++++ Page text ++++

Beverley Raphael is Professor of Population Mental Health and Disasters within the Medical School at the University of Western Sydney, Professor of Psychological Medicine at the Australian National University, and Emeritus Professor of Psychiatry from the University of Queensland. She was appointed Foundation Professor of Psychiatry at Newcastle University in 1978, Professor and Chair of the Department of Psychiatry at the University of Queensland in 1987, and Director of the Centre for Mental Health in the NSW Health Department from 1996–2005. She is a pioneer in our understanding of the mental health response to grief and trauma.

After graduating from Medicine in 1957, Beverley worked in general practice until 1963. She then began her specialisation in Psychiatry, working as a Registrar in Psychiatry. She then began work with the Community Mental Health Service of NSW, concurrently becoming Associate Professor of Psychiatry at the University of Sydney (Concord Hospital). In 1977, she received her Doctorate for her thesis on a randomised controlled trial of preventive intervention for recently bereaved widows at higher risk of adverse mental health outcomes. This seminal study enabled her to formulate connections between grief and response to trauma with the development of psychiatric morbidity. This was highly innovative for its time and has enabled Beverley to lead the way in research into preventative crisis intervention and trauma response work in the Asia-Pacific Region. She says:

My research initiatives have covered a number of different fields but with core themes of vulnerability, resilience and opportunities for prevention in mental health… They have covered these themes in community-based and epidemiological studies and in a wide range of collaborative frameworks.

++++ Available data ++++

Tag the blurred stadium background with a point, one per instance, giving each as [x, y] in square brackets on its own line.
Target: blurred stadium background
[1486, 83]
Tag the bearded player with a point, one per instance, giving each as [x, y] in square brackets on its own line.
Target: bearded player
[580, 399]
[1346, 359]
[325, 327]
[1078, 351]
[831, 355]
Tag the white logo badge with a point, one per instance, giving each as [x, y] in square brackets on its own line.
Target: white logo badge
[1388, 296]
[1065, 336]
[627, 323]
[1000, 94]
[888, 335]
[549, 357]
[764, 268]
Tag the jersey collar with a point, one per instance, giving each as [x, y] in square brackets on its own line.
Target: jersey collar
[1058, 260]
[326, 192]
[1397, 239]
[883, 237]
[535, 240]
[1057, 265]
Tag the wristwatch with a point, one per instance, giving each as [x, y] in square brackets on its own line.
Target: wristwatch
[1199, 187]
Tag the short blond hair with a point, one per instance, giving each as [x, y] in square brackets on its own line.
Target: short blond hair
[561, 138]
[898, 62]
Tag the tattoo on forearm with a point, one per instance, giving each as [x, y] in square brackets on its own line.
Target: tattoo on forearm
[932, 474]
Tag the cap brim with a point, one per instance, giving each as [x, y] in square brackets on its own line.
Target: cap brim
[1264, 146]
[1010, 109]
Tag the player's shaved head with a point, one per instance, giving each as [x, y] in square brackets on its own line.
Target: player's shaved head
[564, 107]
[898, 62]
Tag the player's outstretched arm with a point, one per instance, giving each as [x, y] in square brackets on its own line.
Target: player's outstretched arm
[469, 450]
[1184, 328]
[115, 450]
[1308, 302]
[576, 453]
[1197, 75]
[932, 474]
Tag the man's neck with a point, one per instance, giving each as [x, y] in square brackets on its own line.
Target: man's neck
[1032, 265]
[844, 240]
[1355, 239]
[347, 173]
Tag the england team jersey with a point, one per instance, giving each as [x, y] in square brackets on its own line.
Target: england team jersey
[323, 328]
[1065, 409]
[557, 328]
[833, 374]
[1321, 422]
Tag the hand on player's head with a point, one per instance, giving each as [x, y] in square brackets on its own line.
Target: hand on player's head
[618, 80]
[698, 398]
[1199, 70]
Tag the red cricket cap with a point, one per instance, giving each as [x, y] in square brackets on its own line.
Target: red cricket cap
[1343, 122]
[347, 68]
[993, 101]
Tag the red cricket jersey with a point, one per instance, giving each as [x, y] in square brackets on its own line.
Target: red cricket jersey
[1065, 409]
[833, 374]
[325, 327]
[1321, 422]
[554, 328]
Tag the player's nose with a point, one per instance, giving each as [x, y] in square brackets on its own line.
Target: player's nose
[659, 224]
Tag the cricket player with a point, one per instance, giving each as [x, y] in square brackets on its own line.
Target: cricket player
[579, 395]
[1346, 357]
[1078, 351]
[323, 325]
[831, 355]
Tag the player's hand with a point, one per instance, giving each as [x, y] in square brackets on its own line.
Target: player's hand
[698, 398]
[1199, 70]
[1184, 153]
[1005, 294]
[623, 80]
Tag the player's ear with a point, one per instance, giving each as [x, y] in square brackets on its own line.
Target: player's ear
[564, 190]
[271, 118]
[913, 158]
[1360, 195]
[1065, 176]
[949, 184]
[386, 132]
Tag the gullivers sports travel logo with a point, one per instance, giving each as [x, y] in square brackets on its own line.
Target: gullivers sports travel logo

++++

Work to complete.
Copy the passage from the text about Beverley Raphael, starting at "Beverley Raphael is" up to and including "grief and trauma.".

Result.
Beverley Raphael is Professor of Population Mental Health and Disasters within the Medical School at the University of Western Sydney, Professor of Psychological Medicine at the Australian National University, and Emeritus Professor of Psychiatry from the University of Queensland. She was appointed Foundation Professor of Psychiatry at Newcastle University in 1978, Professor and Chair of the Department of Psychiatry at the University of Queensland in 1987, and Director of the Centre for Mental Health in the NSW Health Department from 1996–2005. She is a pioneer in our understanding of the mental health response to grief and trauma.